Aim A
Please explain, in one to three sentences and drawing on the review of Griffith's book below, why Wharton, Cather, and Glasgow sought to modernize the regionalist form.
Aim B
Answer these questions using the review of Griffith's book below:
(i) Which magazine is named as preeminent during the Gilded Age?
(ii) Which three writers does Griffith examine?
(iii) What does the characters' travel "from home base to other places" allow for?

Document passage
..............................

For the past thirty years, criticism of American regionalism has focused on the late nineteenth century, with works by Sarah Orne Jewett, Hamlin Garland, Mary Wilkins Freeman, Charles Chesnutt, and Abraham Cahan at the center of the discussion. The general assumption has been that the period of the Gilded Age—of Howellsian realism and the preeminence of the Atlantic Monthly—was the time when regionalism really mattered. More recently, this privileging of the late nineteenth century has undergone a reevaluation, with scholars turning their attention to regionalism's intersection with Modernist aesthetics and the politics of the 1920s and 1930s. Jean Carol Griffith's The Color of Democracy in Women's Regional Writing is an insightful addition to this new [End Page 294] scholarship on early-twentieth-century regionalism. Rather than taking up the regionalist movement that surfaced in the aftermath of World War I with Lewis Mumford, Henry Smith, and Mary Austin, Griffith examines the trio of Edith Wharton, Willa Cather, and Ellen Glasgow, with a special emphasis on their connections as women writers to the regionalists who preceded them.

According to Griffith, the works of Wharton, Cather, and Glasgow constitute a transitional period for American regionalism, distinguishable on the one hand from depictions of harmonious, unchanging communities in the short stories of Jewett and Freeman and on the other hand from the formal experimentation and rejection of moral standards in Modernism. The trio under consideration distances their work from what they see as the pastoralism that typifies Victorian regionalism. By recognizing "regions as spaces of conflict," all three attempt to modernize a form that, in their view, had circumscribed female characters and enabled the minimizing of women writers (12). At the same time, Wharton, Glasgow, and Cather exhibit admiration for certain qualities of the rural as well as disdain for what they considered the hybrid American "mob" and the rampant commercialism of modern American society. For Griffith, what characterizes these writers is their ambivalence toward both an idealized nineteenth-century region and the democratization of modern America. This ambivalence is expressed in the tendency of their characters to "move and change" (13), traveling from "home base to other places" and allowing for a "comparative treatment of setting" (15).

..............................

Dataset records
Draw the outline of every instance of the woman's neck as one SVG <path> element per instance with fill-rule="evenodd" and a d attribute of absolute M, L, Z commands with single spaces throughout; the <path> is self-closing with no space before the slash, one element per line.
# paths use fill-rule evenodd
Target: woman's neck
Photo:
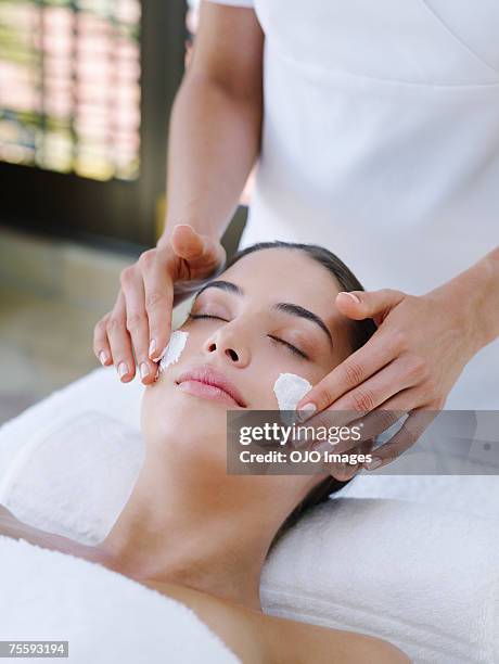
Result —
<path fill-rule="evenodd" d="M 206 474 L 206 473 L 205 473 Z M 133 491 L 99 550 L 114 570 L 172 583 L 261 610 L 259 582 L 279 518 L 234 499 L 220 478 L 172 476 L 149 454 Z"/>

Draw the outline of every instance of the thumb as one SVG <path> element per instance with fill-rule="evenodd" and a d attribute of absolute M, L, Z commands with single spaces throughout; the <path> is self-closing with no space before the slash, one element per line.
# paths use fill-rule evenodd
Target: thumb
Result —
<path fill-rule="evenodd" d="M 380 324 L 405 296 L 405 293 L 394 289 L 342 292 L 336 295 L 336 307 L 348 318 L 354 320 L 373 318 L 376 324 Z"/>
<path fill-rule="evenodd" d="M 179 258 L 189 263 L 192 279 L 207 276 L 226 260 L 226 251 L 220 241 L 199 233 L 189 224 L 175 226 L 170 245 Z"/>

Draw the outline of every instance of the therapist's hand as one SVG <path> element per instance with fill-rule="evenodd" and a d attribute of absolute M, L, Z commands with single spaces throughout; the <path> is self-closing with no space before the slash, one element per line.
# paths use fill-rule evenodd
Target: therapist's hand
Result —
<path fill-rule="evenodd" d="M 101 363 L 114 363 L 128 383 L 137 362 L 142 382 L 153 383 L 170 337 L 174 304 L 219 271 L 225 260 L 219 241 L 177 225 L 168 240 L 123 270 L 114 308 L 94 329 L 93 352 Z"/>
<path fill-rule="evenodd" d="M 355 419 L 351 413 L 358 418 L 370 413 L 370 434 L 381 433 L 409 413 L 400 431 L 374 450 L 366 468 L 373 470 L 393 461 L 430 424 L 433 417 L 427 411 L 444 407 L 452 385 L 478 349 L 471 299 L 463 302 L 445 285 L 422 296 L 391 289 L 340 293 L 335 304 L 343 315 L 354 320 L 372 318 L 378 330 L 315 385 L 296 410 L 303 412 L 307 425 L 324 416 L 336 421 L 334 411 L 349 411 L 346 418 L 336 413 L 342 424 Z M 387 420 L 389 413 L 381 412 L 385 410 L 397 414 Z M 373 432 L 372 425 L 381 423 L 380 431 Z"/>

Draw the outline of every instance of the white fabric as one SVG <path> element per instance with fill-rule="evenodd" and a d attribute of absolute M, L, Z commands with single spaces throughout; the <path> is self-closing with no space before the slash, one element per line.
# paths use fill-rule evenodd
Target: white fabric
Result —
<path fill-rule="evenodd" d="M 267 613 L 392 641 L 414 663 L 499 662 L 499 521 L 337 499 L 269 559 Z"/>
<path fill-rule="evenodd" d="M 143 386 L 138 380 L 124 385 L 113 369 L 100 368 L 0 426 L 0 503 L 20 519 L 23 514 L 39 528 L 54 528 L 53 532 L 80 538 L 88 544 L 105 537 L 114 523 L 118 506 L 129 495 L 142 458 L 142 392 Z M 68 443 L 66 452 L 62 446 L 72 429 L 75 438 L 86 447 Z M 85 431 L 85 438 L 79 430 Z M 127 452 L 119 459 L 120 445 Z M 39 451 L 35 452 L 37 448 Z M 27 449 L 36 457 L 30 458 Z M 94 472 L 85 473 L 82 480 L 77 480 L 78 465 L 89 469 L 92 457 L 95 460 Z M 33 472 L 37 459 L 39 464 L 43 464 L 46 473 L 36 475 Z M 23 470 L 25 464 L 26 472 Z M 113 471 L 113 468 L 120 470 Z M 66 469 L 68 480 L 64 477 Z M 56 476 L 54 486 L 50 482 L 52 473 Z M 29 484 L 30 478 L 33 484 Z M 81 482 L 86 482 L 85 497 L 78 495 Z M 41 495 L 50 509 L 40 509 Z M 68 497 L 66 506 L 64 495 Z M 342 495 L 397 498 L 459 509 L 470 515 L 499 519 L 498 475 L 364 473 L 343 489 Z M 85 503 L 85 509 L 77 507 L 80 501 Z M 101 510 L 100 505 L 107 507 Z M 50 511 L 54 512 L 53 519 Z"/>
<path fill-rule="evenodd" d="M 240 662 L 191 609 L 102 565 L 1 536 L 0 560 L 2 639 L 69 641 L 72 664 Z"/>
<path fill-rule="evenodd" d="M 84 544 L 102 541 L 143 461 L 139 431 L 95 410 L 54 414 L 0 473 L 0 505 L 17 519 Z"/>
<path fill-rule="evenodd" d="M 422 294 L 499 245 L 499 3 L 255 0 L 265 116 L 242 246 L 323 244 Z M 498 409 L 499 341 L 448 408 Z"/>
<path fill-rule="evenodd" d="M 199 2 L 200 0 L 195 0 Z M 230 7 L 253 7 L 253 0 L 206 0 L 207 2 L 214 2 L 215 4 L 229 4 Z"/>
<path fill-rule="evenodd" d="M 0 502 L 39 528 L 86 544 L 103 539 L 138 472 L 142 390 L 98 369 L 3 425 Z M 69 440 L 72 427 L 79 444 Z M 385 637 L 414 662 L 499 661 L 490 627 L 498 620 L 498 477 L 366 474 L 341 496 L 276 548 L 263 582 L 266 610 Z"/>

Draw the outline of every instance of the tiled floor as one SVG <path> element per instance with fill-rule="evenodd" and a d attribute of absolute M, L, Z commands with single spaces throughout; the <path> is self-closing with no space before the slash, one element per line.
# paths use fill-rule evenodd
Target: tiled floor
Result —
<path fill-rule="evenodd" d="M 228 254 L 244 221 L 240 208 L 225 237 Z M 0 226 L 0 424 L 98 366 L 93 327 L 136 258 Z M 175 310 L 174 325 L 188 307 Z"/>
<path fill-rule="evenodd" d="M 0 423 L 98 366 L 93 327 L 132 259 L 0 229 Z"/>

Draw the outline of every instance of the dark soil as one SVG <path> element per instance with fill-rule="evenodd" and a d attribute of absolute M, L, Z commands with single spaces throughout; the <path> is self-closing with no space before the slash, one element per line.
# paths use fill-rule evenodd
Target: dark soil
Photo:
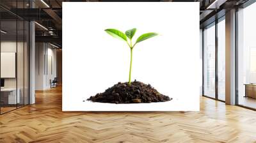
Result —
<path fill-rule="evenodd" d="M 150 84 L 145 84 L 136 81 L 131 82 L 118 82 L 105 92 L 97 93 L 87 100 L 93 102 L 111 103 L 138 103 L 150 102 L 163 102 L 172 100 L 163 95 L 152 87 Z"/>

..............................

Task response A
They saw the older, pastoral regionalism of the Victorian period as a form that had circumscribed female characters and enabled the minimizing of women writers. By treating "regions as spaces of conflict," they tried to move the form beyond those limits.

Task response B
(i) The Atlantic Monthly.
(ii) Edith Wharton, Willa Cather, and Ellen Glasgow.
(iii) A "comparative treatment of setting."